_Text_
--- START ---
February ’64

1864

The winter war–the one with which Abraham Lincoln and Ulysses S. Grant were determined to give the Confederates no respite–continued.

Lincoln was meanwhile deciding to put Grant, his most successful general, in charge of all Union forces. The master politician, however, first had to make certain Grant would not bite the hand that fed him. Grant’s congressional sponsor, Illinois congressman and Lincoln adviser Elihu Washburne, assured the Chief Executive that the general had no presidential ambitions.

Washburne knew whereof he spoke. Grant, as a soldier, cared little for politics or politicians. In January, he replied immediately and emphatically to a leader of the Ohio Democratic Party who had written seeking permission to nominate him.
--- END ---
_Extracted records_
--- START ---
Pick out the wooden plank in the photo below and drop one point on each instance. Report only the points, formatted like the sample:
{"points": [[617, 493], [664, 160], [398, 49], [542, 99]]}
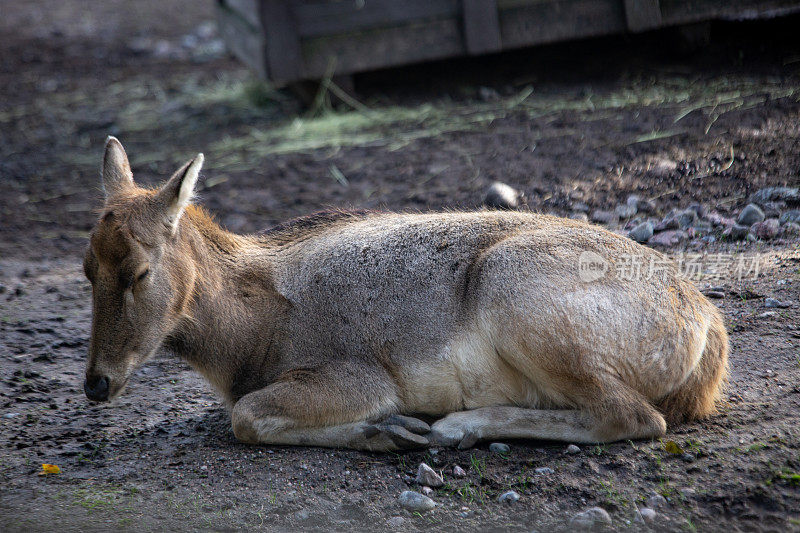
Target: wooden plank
{"points": [[241, 39], [388, 47], [642, 15], [560, 20], [328, 18], [248, 9], [681, 12], [281, 43], [481, 26]]}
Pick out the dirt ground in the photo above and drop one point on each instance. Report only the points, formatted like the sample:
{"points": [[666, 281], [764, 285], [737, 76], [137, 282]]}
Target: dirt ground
{"points": [[576, 127]]}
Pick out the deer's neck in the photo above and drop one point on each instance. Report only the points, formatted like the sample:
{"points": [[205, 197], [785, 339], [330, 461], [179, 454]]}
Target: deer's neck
{"points": [[230, 321]]}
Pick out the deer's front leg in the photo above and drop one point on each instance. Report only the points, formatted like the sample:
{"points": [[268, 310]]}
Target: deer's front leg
{"points": [[330, 408]]}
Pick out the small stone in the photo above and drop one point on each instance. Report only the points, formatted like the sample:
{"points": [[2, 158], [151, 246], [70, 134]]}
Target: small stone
{"points": [[600, 216], [785, 194], [702, 227], [699, 209], [414, 501], [502, 196], [656, 501], [645, 515], [591, 517], [395, 522], [642, 232], [668, 238], [487, 94], [499, 447], [776, 304], [508, 497], [750, 215], [766, 230], [641, 205], [428, 476], [736, 232], [790, 229], [790, 216], [773, 209], [686, 218], [720, 221], [625, 211]]}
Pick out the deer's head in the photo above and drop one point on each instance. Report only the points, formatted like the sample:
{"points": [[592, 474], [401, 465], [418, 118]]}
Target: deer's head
{"points": [[141, 272]]}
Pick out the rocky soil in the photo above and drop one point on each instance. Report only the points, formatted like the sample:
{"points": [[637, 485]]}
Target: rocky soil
{"points": [[698, 156]]}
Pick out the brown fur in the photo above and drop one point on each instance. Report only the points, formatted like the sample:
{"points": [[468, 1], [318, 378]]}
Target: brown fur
{"points": [[319, 328]]}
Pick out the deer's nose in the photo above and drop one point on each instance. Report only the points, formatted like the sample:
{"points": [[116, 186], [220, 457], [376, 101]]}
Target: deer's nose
{"points": [[96, 388]]}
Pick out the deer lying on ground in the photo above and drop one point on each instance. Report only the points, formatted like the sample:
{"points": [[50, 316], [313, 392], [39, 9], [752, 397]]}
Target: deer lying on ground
{"points": [[333, 329]]}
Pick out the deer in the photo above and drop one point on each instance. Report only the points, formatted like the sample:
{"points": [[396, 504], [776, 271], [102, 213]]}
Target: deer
{"points": [[386, 331]]}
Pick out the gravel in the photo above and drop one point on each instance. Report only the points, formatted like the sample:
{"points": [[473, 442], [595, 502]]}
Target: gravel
{"points": [[792, 215], [750, 215], [767, 194], [642, 232], [601, 216], [508, 497], [428, 476], [774, 303], [767, 230], [459, 472], [591, 517], [502, 196], [645, 515], [668, 238], [499, 447], [415, 502], [656, 501]]}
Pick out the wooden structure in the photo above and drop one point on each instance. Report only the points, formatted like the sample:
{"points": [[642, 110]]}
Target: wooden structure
{"points": [[287, 41]]}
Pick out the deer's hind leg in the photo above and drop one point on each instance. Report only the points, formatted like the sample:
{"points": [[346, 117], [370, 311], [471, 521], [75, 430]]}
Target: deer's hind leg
{"points": [[615, 412], [342, 407]]}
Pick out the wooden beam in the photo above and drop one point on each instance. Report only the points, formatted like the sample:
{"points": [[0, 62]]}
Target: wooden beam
{"points": [[241, 39], [642, 15], [281, 42], [481, 26], [331, 18], [248, 9]]}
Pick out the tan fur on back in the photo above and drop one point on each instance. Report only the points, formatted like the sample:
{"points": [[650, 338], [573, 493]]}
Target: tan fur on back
{"points": [[339, 317]]}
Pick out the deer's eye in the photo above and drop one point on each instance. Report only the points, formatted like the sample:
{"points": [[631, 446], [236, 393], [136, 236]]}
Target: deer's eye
{"points": [[143, 275]]}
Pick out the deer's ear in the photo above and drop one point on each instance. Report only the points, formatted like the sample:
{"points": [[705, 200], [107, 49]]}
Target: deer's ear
{"points": [[117, 174], [176, 194]]}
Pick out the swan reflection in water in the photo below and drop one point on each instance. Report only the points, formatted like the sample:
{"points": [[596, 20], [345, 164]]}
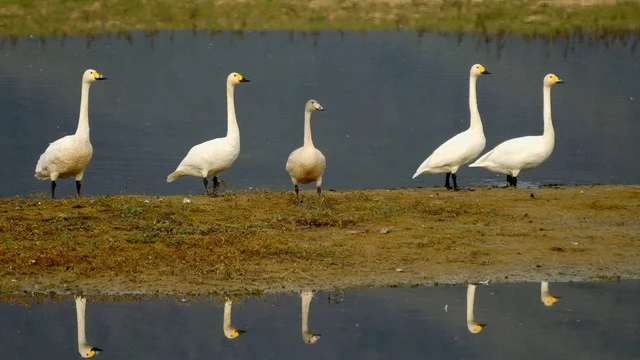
--- END ---
_Exercises_
[a] In the passage on February 1864, give the part from "The winter war–the" to "to nominate him." again, switching "general" to "commander".
[b] According to the February 1864 text, who assured Lincoln that Grant had no presidential ambitions?
[c] Extend the passage on February 1864 by continuing it from its last sentence.

_List of answers_
[a]
The winter war–the one with which Abraham Lincoln and Ulysses S. Grant were determined to give the Confederates no respite–continued.

Lincoln was meanwhile deciding to put Grant, his most successful commander, in charge of all Union forces. The master politician, however, first had to make certain Grant would not bite the hand that fed him. Grant’s congressional sponsor, Illinois congressman and Lincoln adviser Elihu Washburne, assured the Chief Executive that the commander had no presidential ambitions.

Washburne knew whereof he spoke. Grant, as a soldier, cared little for politics or politicians. In January, he replied immediately and emphatically to a leader of the Ohio Democratic Party who had written seeking permission to nominate him.

[b] Elihu Washburne, the Illinois congressman and Lincoln adviser who was Grant's congressional sponsor.

[c]
“The question astonishes me,” Grant wrote back. “I do not know of anything I have ever done or said which would indicate that I could be a candidate for any office whatever…I shall continue to do my duty, to the best of my ability, supporting whatever Administration may be in power, in their endeavor to suppress the rebellion and maintain national unity, and never desert it because my vote, if I had one, might have been cast for different candidates…Your letter I take to be private. Mine is also.”

In December, Washburne had introduced legislation reviving the rank of lieutenant general, which no one had held permanently since George Washington. Although the bill did not name Grant, everybody knew the revived rank was to be for him. With it, he could take the position of general-in-chief, whose present occupant, Maj. Gen. Henry Halleck, was senior to Maj. Gen. Grant.

On Feb. 24, Congress made it law.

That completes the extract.